-------- PASSAGE EXTRAIT --------

PROCUREUR GENERAL PRES LA COUR D'APPEL DE GAND
contre
D. J-M
I. La procédure devant la Cour
Le pourvoi en cassation est dirigé contre un arrêt rendu le 4 mai 2006 par la cour d'appel de Gand.
Le 8 juin 2006, le premier président de la Cour de cassation a ordonné le renvoi, en vertu de l'article 133, alinéa 2, du Code judiciaire, du présent pourvoi devant la première chambre de la Cour, section néerlandaise.
Le président Verougstraete a fait rapport.
L'avocat général délégué Pierre Cornelis a conclu.
II. Les moyens de cassation
Le demandeur présente trois moyens libellés dans les termes suivants:
Premier moyen
Dispositions légales violées
Articles 764, alinéa 7, 837, alinéa 1er et 838, alinéa 2, du Code judiciaire.
Décisions et motifs critiqués
L'instruction de la demande de récusation par la cour d'appel de Gand, 1ère chambre, a été fixée à l'audience du 2 mars 2006. Lors de cette audience, la cause a été remise à l'audience du 9 mars 2006 en l'absence du ministère public et avec l'accord de Me Mussche, sans motivation.
Le 9 mars 2006, la cause a été instruite et prise en délibéré et la date du prononcé a été fixée au 23 mars 2006.
Le procureur général a requis la réouverture des débats le 13 mars 2006.
Griefs
Première branche
L'article 838, alinéa 2, du Code judiciaire dispose que:
«La récusation est jugée dans les huit jours en dernier ressort par la cour d'appel, sur les conclusions du ministère public, les parties ayant été dûment convoquées pour être entendues dans leurs observations»;
Le délai de huit jours dans lequel la récusation doit être jugée commence à courir à partir de a date de l'audience qui fixe l'examen de la cause, les parties ayant été dûment convoquées (Cass., 17 septembre 2002, RG P.02.386.N et P.02.602.N et P.02.0066.N, n° 454 et les conclusions de Monsieur l'avocat général P. Duinslaeger).
A l'égard d'une demande de récusation d'un juge en matière répressive la réglementation relative aux délais est substantielle et d'ordre public (Cass., 18 novembre 1977, RG P.96.1364.N, n° 485).
En l'espèce, la cause a été mise à l'instruction à l'audience du 2 mars 2006 et elle a été remise à l'audience du 9 mars 2006 et la date du prononcé a été fixée au 23 mars 2006 sans motif déterminable, en l'absence du ministère public et avec l'accord du demandeur en récusation.

--------

■ TÂCHES À RÉALISER:
a) Répondez aux questions suivantes d'après l'extrait sur le pourvoi en cassation :
(i) À quelle date a été rendu l'arrêt contre lequel le pourvoi est dirigé ?
(ii) Qui a fait rapport ?
(iii) À quelle date le prononcé a-t-il été fixé lorsque la cause a été prise en délibéré ?
b) Donnez la suite de l'extrait sur le pourvoi en cassation, en partant de sa dernière phrase.

-------- ENTRÉES EXTRAITES --------

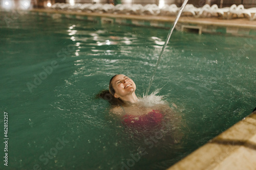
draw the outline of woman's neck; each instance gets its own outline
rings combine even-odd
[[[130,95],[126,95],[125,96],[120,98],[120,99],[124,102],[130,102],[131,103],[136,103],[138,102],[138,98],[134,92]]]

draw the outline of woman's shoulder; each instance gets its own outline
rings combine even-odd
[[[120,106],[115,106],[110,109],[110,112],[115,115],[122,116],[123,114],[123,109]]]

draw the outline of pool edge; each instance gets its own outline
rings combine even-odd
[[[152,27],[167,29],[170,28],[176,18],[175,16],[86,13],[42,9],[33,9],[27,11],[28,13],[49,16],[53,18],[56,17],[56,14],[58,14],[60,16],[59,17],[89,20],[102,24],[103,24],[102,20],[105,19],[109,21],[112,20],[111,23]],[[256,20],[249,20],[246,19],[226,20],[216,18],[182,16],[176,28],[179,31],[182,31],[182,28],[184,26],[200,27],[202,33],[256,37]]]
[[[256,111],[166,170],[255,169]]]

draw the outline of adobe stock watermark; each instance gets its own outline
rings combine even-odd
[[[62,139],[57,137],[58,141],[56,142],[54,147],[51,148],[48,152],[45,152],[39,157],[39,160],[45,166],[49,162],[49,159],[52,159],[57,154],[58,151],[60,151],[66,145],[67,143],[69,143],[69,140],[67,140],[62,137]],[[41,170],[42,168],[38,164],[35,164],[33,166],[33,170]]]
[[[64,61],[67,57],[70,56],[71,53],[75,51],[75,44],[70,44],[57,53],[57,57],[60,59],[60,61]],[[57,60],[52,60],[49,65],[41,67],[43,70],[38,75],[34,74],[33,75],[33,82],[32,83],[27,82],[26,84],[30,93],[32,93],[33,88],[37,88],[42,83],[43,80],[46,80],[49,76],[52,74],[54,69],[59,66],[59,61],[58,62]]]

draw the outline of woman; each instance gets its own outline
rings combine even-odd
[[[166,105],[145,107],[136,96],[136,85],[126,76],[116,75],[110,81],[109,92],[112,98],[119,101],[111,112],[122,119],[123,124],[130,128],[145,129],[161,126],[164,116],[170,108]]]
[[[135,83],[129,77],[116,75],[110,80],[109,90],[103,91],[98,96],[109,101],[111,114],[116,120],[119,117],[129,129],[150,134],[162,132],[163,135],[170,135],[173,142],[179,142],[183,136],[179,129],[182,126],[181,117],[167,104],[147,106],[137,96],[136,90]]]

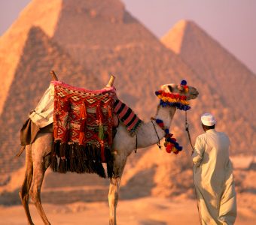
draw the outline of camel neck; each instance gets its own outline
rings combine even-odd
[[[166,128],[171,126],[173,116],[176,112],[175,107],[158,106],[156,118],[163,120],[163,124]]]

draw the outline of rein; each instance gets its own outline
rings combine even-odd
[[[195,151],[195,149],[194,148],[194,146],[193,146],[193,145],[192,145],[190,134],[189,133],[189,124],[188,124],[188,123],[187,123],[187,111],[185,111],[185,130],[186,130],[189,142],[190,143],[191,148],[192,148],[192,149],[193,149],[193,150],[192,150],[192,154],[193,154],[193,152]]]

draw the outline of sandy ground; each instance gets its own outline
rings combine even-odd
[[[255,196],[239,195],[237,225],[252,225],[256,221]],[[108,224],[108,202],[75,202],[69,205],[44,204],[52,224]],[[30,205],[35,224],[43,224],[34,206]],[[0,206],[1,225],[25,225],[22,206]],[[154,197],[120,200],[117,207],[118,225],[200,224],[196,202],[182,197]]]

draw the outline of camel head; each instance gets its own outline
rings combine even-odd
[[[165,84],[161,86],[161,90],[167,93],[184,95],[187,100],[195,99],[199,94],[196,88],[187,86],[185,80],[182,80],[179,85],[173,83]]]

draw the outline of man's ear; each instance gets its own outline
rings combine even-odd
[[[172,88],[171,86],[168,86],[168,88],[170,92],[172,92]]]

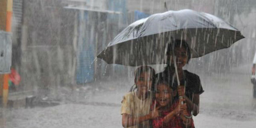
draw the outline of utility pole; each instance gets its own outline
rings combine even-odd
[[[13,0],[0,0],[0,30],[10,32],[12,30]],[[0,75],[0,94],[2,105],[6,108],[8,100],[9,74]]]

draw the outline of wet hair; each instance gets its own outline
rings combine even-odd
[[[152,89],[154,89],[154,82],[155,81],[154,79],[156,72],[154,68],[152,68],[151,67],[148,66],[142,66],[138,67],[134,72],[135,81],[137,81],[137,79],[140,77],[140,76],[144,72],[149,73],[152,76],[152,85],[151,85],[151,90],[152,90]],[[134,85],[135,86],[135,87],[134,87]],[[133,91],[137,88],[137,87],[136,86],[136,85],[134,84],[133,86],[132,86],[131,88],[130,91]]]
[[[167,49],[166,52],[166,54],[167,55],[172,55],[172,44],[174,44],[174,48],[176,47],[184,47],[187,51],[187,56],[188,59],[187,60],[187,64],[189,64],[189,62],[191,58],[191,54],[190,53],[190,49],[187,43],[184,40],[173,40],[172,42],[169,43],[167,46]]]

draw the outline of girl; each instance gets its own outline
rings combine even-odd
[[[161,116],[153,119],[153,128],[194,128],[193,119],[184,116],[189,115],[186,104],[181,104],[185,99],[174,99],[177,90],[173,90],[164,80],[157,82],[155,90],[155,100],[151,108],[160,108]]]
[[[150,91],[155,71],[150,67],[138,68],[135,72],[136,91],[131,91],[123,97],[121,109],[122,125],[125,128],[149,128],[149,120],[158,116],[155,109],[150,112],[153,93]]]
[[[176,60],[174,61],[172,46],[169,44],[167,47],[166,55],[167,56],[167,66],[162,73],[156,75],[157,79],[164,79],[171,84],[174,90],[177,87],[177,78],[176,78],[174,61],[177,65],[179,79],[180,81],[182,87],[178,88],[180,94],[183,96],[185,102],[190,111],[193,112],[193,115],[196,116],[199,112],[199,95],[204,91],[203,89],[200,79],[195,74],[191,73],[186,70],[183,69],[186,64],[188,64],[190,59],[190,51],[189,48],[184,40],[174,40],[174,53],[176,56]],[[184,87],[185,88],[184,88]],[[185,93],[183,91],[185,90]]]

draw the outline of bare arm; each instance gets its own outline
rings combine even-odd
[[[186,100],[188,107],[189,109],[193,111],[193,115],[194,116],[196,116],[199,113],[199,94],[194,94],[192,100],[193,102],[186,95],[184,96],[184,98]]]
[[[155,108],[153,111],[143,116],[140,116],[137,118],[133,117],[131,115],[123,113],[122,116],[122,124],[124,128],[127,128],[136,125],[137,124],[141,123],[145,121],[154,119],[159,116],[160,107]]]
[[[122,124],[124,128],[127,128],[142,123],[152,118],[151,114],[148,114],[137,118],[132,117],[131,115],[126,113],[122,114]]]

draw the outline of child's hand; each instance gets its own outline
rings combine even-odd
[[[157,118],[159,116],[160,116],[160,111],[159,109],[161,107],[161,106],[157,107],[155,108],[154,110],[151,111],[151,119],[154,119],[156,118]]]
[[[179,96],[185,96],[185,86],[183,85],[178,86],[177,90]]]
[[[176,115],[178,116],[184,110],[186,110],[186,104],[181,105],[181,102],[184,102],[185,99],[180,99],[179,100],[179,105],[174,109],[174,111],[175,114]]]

--------

■ RÉPONSES ATTENDUES:
a)
(i) Le 4 mai 2006.
(ii) Le président Verougstraete.
(iii) Au 23 mars 2006.

b)
Au moment où le procureur général a demandé la réouverture des débats, à savoir le 13 mars 2006, le délai de huit jours prévu par l'article 838, alinéa 2, était déjà largement dépassé.
En définitive, il n'a été statué sur la demande de récusation que par l'arrêt du 4 mai 2006, après la réouverture des débats par l'arrêt interlocutoire du 6 avril 2006.
L'arrêt du 4 mai 2006 est, dès lors, nul.
Seconde branche
L'article 764, 7°, du Code judiciaire dispose que les demandes de récusation sont, à peine de nullité, communiquées au ministère public.
Dès lors qu'à l'audience du 2 mars 2006 la cause a été remise en l'absence du ministère public, il n'a pas été satisfait à l'article 764, 7°, du Code judiciaire et l'arrêt rendu est nul.
Deuxième moyen
Dispositions légales violées
- articles 3, 5, 6, 780, 3°, 828, 12°, 831, 835 et 839 du code judiciaire;
- article 149 de la Constitution;
- article 258 du Code pénal;
- principe général du droit interdisant de statuer sur choses non demandées;
- principe général du droit relatif au devoir de motivation du juge.
Décisions et motifs critiqués
L'arrêt attaqué a déclaré fondée la demande de récusation de J. V.d.B. sur la base de la considération que l'on pouvait raisonnablement penser que le vice-président J. V.d.B. s'abstiendrait lors de l'audience du 2 janvier 2006, eu égard à l'arrêt qui est intervenu et à la remise de la cause dans l'attente de l'arrêt à intervenir, ce qui n'a toutefois pas eu lieu et qui a entraîné une discussion acerbe entre le vice-président J. V.d.B. et l'avocat C. M.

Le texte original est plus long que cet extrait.